Copy the data below line for line, starting at the line that contains "In this exercise you will locate the photographic" and ending at the line that contains "[(82, 276), (149, 320), (191, 170), (244, 321), (218, 317)]". Leave the pictures out of your copy.

**Point labels for objects**
▽
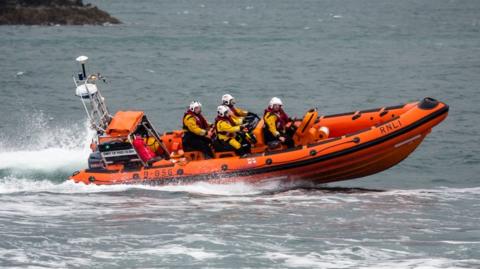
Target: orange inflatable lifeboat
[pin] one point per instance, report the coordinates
(327, 148)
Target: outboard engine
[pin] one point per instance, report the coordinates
(95, 161)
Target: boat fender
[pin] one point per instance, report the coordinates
(323, 132)
(142, 149)
(428, 103)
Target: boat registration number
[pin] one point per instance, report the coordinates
(389, 127)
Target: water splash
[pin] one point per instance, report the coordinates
(45, 148)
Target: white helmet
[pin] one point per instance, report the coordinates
(193, 105)
(227, 99)
(222, 110)
(275, 101)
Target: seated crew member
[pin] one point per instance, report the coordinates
(238, 113)
(275, 127)
(196, 134)
(228, 132)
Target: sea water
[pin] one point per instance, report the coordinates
(336, 55)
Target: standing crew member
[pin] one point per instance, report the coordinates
(275, 128)
(195, 127)
(238, 114)
(228, 132)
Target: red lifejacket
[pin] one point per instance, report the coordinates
(229, 119)
(234, 111)
(282, 118)
(201, 121)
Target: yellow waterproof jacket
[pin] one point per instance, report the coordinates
(190, 124)
(225, 129)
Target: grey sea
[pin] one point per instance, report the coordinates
(336, 55)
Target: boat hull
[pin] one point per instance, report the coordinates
(353, 155)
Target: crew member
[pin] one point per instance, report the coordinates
(238, 114)
(229, 133)
(275, 128)
(196, 131)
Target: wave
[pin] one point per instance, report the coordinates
(41, 147)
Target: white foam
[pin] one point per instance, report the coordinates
(197, 254)
(46, 148)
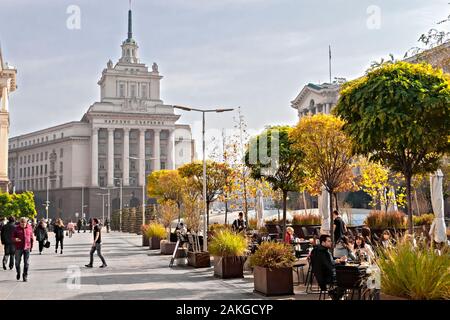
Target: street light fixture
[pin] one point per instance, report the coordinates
(205, 223)
(143, 185)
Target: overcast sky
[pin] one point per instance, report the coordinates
(256, 54)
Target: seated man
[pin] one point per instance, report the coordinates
(239, 224)
(323, 265)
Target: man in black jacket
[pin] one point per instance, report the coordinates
(7, 241)
(323, 264)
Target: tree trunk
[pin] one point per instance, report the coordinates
(284, 213)
(331, 218)
(304, 201)
(335, 199)
(207, 217)
(409, 199)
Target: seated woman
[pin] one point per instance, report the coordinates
(289, 236)
(362, 248)
(343, 249)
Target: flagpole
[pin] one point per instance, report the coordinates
(329, 62)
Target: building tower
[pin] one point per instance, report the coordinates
(7, 85)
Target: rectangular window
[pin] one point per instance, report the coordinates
(121, 90)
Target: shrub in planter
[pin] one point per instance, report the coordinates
(272, 269)
(423, 220)
(155, 232)
(228, 249)
(145, 239)
(381, 220)
(415, 272)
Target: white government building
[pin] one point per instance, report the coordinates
(130, 123)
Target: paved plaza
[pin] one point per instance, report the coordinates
(133, 272)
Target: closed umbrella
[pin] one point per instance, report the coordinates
(437, 200)
(259, 209)
(324, 211)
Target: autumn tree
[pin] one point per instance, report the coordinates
(327, 153)
(166, 185)
(216, 174)
(399, 115)
(274, 146)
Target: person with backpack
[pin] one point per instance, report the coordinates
(59, 234)
(8, 243)
(41, 235)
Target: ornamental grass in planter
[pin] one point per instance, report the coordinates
(272, 269)
(228, 249)
(415, 272)
(155, 232)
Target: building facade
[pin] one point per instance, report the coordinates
(7, 85)
(316, 98)
(121, 139)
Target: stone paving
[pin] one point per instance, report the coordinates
(133, 272)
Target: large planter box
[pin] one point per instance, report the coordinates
(229, 267)
(199, 259)
(275, 282)
(145, 240)
(154, 243)
(167, 247)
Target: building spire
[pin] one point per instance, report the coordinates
(130, 28)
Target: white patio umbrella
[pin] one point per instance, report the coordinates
(437, 229)
(259, 209)
(324, 211)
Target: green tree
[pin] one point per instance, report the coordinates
(216, 174)
(288, 174)
(399, 115)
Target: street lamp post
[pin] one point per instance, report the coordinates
(205, 223)
(121, 203)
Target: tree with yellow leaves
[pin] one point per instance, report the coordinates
(327, 152)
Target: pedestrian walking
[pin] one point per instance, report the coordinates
(8, 243)
(107, 224)
(41, 235)
(59, 234)
(23, 239)
(96, 245)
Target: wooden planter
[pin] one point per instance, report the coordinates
(199, 259)
(145, 240)
(154, 243)
(167, 247)
(275, 282)
(229, 267)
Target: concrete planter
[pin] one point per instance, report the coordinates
(275, 282)
(199, 259)
(145, 240)
(229, 267)
(154, 243)
(167, 247)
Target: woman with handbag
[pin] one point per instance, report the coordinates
(59, 234)
(41, 235)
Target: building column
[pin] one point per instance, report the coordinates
(126, 154)
(110, 157)
(171, 150)
(156, 150)
(141, 161)
(94, 154)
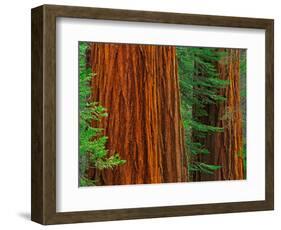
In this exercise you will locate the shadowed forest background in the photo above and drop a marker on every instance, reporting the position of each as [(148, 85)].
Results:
[(160, 114)]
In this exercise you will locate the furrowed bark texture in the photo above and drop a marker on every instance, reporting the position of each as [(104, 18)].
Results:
[(226, 147), (138, 84)]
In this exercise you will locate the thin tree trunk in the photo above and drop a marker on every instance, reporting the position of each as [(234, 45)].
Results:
[(226, 147), (138, 85)]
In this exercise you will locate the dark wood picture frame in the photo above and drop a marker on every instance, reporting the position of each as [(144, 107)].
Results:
[(43, 188)]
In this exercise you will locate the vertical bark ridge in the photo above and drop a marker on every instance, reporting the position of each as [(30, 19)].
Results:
[(138, 84), (226, 147)]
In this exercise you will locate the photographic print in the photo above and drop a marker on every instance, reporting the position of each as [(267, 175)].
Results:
[(161, 114)]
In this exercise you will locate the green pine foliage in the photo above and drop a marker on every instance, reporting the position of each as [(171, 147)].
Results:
[(92, 151), (243, 94), (199, 86)]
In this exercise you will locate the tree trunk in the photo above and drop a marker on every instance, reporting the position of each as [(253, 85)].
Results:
[(226, 147), (138, 85)]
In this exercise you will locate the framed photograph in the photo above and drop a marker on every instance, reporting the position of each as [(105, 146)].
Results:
[(140, 114)]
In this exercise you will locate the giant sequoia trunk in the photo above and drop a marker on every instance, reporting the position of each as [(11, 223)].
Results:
[(226, 147), (138, 85)]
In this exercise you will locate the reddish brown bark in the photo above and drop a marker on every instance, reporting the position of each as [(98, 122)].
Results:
[(226, 147), (138, 84)]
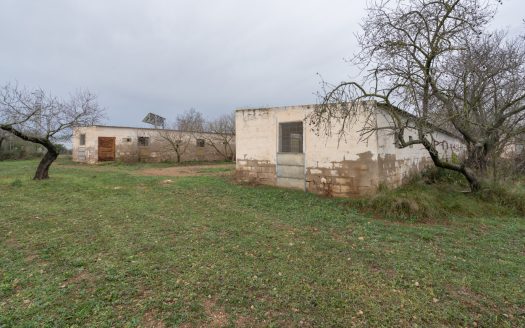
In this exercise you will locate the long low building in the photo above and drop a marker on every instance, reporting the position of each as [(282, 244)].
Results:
[(100, 143), (276, 146)]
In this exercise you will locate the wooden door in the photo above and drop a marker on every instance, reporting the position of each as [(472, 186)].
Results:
[(106, 149)]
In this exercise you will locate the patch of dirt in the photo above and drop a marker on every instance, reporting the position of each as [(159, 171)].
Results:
[(82, 276), (149, 320), (191, 170), (244, 321), (218, 317)]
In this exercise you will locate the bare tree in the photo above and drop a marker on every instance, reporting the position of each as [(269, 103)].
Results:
[(176, 139), (483, 91), (38, 117), (221, 135), (3, 137), (415, 54)]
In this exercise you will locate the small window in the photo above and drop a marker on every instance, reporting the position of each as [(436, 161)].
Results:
[(291, 137), (143, 141)]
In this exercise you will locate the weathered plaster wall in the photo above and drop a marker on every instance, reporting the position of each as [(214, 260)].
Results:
[(338, 167), (129, 151), (335, 167)]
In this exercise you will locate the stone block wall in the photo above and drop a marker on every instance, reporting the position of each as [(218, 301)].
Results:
[(254, 171)]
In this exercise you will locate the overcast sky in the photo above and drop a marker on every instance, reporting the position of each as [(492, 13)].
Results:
[(166, 56)]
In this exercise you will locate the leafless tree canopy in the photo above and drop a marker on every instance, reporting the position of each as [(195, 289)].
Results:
[(41, 118), (177, 140), (429, 65), (223, 134)]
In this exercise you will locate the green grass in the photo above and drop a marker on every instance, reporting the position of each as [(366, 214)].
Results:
[(102, 246)]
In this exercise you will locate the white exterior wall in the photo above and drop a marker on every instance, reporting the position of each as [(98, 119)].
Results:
[(122, 148), (157, 150), (331, 166), (397, 164), (345, 167)]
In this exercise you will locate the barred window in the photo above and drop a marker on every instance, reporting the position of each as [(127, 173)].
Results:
[(291, 137), (143, 141)]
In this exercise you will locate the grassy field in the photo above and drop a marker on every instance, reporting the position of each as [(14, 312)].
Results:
[(104, 246)]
△
**Solution to this task**
In this exercise you will locate the photographic print in the photo above and drop a marker on every instance, reporting the position of each as [(267, 175)].
Results:
[(161, 114)]
In this exercise you will locate the green pine foliage in the photo above and drop a marker on every instance, reporting the position of each as [(171, 147)].
Results:
[(92, 151), (243, 94), (199, 86)]
In this exercise you will locate the tree trunk in the photo above and drop a marker on every instance, reporting the position of each as [(253, 85)].
Results:
[(226, 147), (138, 85)]
In this exercise you will locate the framed photograph in the photo above and drop a marker on every instance, reporting the position of each as [(105, 146)].
Results:
[(140, 114)]
In this exercise you will locate the giant sequoia trunk in the photo above and drop a marker on every instance, reporting the position of each as [(11, 223)].
Results:
[(226, 147), (138, 85)]
In this exercise you will locate the reddish brown bark in the photo above and drop a marker on every instance, reporting the position of each as [(98, 122)].
Results:
[(226, 147), (138, 84)]
In this exercise you will locate the long low building in the photo above and drop a marker on every instance, reporting the position of each as [(282, 244)].
Results:
[(100, 143), (276, 146)]
In this exercise you will locate the wooden door in the photo above and drop a marker on every instance, reporting the position of each as [(472, 186)].
Results:
[(106, 149)]
In this exercise you will locate the patch of dirt in the photo above and drop a marker on every instance, reporting the position of each as [(159, 171)].
Results:
[(82, 276), (149, 320), (191, 170), (244, 321), (218, 317)]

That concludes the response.